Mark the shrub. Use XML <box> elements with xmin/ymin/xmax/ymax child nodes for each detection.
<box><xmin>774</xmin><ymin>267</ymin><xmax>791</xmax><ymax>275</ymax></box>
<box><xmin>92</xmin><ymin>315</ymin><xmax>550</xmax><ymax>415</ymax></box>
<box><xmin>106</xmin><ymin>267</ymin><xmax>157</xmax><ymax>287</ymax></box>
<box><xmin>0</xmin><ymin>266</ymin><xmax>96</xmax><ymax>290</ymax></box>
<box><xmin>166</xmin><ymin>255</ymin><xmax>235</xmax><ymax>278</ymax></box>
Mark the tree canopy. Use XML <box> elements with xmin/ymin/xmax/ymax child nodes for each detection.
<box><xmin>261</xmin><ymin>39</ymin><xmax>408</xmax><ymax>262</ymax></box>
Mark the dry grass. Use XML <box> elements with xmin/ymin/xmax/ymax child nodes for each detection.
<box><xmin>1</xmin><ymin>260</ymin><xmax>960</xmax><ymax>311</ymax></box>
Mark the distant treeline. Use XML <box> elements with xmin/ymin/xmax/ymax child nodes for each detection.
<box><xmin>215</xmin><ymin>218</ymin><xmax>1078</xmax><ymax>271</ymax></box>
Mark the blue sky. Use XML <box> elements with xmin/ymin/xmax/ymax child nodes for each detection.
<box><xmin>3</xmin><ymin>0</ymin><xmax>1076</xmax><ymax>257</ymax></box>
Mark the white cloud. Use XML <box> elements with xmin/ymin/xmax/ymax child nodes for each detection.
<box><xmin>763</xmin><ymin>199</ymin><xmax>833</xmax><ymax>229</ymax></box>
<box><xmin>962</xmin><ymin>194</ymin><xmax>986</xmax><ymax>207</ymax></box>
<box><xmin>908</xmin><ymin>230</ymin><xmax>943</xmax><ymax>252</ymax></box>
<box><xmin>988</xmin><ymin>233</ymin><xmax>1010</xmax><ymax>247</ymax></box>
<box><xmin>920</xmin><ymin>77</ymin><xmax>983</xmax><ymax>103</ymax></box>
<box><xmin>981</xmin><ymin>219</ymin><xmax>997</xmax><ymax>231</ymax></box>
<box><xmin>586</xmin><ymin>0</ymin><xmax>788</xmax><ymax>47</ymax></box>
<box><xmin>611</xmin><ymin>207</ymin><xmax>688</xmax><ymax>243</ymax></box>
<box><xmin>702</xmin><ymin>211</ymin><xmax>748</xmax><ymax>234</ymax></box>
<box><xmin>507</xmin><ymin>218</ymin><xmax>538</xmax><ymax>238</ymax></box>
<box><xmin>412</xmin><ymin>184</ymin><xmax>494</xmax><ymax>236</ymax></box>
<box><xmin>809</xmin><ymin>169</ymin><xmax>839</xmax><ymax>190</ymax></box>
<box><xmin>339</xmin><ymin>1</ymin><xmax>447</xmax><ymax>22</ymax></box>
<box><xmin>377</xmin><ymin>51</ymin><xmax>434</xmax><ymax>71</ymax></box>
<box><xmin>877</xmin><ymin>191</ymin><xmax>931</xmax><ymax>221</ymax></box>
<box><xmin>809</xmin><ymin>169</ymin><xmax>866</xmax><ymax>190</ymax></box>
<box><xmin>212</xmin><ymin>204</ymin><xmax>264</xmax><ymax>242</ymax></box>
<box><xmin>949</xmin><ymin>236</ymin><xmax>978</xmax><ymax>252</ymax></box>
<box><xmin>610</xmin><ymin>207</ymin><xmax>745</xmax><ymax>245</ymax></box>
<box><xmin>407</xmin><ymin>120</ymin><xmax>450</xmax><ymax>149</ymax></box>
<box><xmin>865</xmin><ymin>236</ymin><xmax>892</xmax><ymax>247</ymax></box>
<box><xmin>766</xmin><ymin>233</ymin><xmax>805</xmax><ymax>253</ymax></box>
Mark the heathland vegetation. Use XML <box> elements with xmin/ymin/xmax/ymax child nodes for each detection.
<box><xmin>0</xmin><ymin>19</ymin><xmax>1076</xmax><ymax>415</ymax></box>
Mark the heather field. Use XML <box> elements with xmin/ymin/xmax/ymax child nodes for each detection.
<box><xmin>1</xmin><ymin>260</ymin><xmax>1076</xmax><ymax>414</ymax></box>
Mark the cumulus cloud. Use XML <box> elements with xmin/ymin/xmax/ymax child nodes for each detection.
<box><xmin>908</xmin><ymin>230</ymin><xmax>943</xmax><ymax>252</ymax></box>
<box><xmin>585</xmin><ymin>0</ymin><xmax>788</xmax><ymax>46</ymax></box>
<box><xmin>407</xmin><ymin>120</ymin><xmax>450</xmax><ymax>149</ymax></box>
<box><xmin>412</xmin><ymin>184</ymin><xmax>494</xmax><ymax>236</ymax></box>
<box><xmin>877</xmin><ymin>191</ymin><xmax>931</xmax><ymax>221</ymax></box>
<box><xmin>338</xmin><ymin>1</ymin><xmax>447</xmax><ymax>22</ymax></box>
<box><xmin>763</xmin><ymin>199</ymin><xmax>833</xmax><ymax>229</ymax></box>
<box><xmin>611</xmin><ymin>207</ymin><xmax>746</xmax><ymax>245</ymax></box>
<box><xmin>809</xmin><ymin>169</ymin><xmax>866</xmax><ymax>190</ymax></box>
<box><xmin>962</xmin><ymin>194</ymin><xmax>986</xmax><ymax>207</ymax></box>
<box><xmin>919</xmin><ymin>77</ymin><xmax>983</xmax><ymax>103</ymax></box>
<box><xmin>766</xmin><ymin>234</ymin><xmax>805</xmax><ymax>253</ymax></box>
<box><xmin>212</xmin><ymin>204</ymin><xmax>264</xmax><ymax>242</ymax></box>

DIRECTIONS FOR THIS TASK:
Extract every record and return it verbatim.

TASK RESPONSE:
Mark the shrub. Use XML <box> elements with xmin/ymin/xmax/ymax child nodes for each detection.
<box><xmin>774</xmin><ymin>267</ymin><xmax>791</xmax><ymax>275</ymax></box>
<box><xmin>92</xmin><ymin>315</ymin><xmax>550</xmax><ymax>415</ymax></box>
<box><xmin>106</xmin><ymin>267</ymin><xmax>157</xmax><ymax>287</ymax></box>
<box><xmin>0</xmin><ymin>266</ymin><xmax>96</xmax><ymax>290</ymax></box>
<box><xmin>166</xmin><ymin>255</ymin><xmax>235</xmax><ymax>278</ymax></box>
Mark the tree canopy. Use XML <box> elements with xmin/ymin/xmax/ymax child nodes for each detection.
<box><xmin>261</xmin><ymin>39</ymin><xmax>408</xmax><ymax>262</ymax></box>
Mark the dry grass. Use XML <box> elements with xmin/ymin/xmax/ymax child nodes for each detection.
<box><xmin>1</xmin><ymin>260</ymin><xmax>960</xmax><ymax>311</ymax></box>
Mark the distant treeline. Use XML <box> elements with xmin/ymin/xmax/ymax child nodes for each detection.
<box><xmin>215</xmin><ymin>218</ymin><xmax>1078</xmax><ymax>271</ymax></box>
Mark the blue sky. Use XML <box> elements with xmin/ymin/xmax/ymax child nodes for each detection.
<box><xmin>3</xmin><ymin>0</ymin><xmax>1076</xmax><ymax>257</ymax></box>
Mark the white cloud. Use XML <box> elements with xmin/ymin/xmax/ymax child nodes for each detection.
<box><xmin>763</xmin><ymin>199</ymin><xmax>833</xmax><ymax>229</ymax></box>
<box><xmin>962</xmin><ymin>194</ymin><xmax>986</xmax><ymax>207</ymax></box>
<box><xmin>908</xmin><ymin>230</ymin><xmax>943</xmax><ymax>252</ymax></box>
<box><xmin>988</xmin><ymin>233</ymin><xmax>1010</xmax><ymax>247</ymax></box>
<box><xmin>920</xmin><ymin>77</ymin><xmax>983</xmax><ymax>103</ymax></box>
<box><xmin>981</xmin><ymin>219</ymin><xmax>997</xmax><ymax>231</ymax></box>
<box><xmin>586</xmin><ymin>0</ymin><xmax>788</xmax><ymax>47</ymax></box>
<box><xmin>611</xmin><ymin>207</ymin><xmax>688</xmax><ymax>243</ymax></box>
<box><xmin>702</xmin><ymin>211</ymin><xmax>748</xmax><ymax>234</ymax></box>
<box><xmin>507</xmin><ymin>218</ymin><xmax>538</xmax><ymax>238</ymax></box>
<box><xmin>412</xmin><ymin>184</ymin><xmax>494</xmax><ymax>236</ymax></box>
<box><xmin>809</xmin><ymin>169</ymin><xmax>839</xmax><ymax>190</ymax></box>
<box><xmin>339</xmin><ymin>1</ymin><xmax>447</xmax><ymax>22</ymax></box>
<box><xmin>377</xmin><ymin>51</ymin><xmax>434</xmax><ymax>71</ymax></box>
<box><xmin>877</xmin><ymin>191</ymin><xmax>931</xmax><ymax>221</ymax></box>
<box><xmin>809</xmin><ymin>169</ymin><xmax>866</xmax><ymax>190</ymax></box>
<box><xmin>212</xmin><ymin>204</ymin><xmax>264</xmax><ymax>242</ymax></box>
<box><xmin>949</xmin><ymin>236</ymin><xmax>978</xmax><ymax>252</ymax></box>
<box><xmin>610</xmin><ymin>207</ymin><xmax>745</xmax><ymax>245</ymax></box>
<box><xmin>407</xmin><ymin>120</ymin><xmax>450</xmax><ymax>149</ymax></box>
<box><xmin>865</xmin><ymin>236</ymin><xmax>892</xmax><ymax>247</ymax></box>
<box><xmin>766</xmin><ymin>233</ymin><xmax>805</xmax><ymax>253</ymax></box>
Mark the heathland vegetation. Use XML <box> elements with xmin/ymin/xmax/ymax child nodes for each detection.
<box><xmin>0</xmin><ymin>19</ymin><xmax>1076</xmax><ymax>415</ymax></box>
Mark the heather field. Use XML <box> elements with xmin/ymin/xmax/ymax child nodes for each detection.
<box><xmin>1</xmin><ymin>260</ymin><xmax>1076</xmax><ymax>414</ymax></box>
Mark the cumulus cloud. Use XML <box> elements with xmin/ymin/xmax/ymax child nodes for each detection.
<box><xmin>908</xmin><ymin>230</ymin><xmax>943</xmax><ymax>252</ymax></box>
<box><xmin>585</xmin><ymin>0</ymin><xmax>788</xmax><ymax>46</ymax></box>
<box><xmin>407</xmin><ymin>120</ymin><xmax>450</xmax><ymax>149</ymax></box>
<box><xmin>412</xmin><ymin>184</ymin><xmax>494</xmax><ymax>236</ymax></box>
<box><xmin>877</xmin><ymin>191</ymin><xmax>931</xmax><ymax>221</ymax></box>
<box><xmin>338</xmin><ymin>1</ymin><xmax>447</xmax><ymax>22</ymax></box>
<box><xmin>763</xmin><ymin>199</ymin><xmax>833</xmax><ymax>229</ymax></box>
<box><xmin>611</xmin><ymin>207</ymin><xmax>746</xmax><ymax>245</ymax></box>
<box><xmin>809</xmin><ymin>169</ymin><xmax>866</xmax><ymax>190</ymax></box>
<box><xmin>962</xmin><ymin>194</ymin><xmax>986</xmax><ymax>207</ymax></box>
<box><xmin>919</xmin><ymin>77</ymin><xmax>983</xmax><ymax>103</ymax></box>
<box><xmin>766</xmin><ymin>234</ymin><xmax>805</xmax><ymax>253</ymax></box>
<box><xmin>212</xmin><ymin>204</ymin><xmax>264</xmax><ymax>242</ymax></box>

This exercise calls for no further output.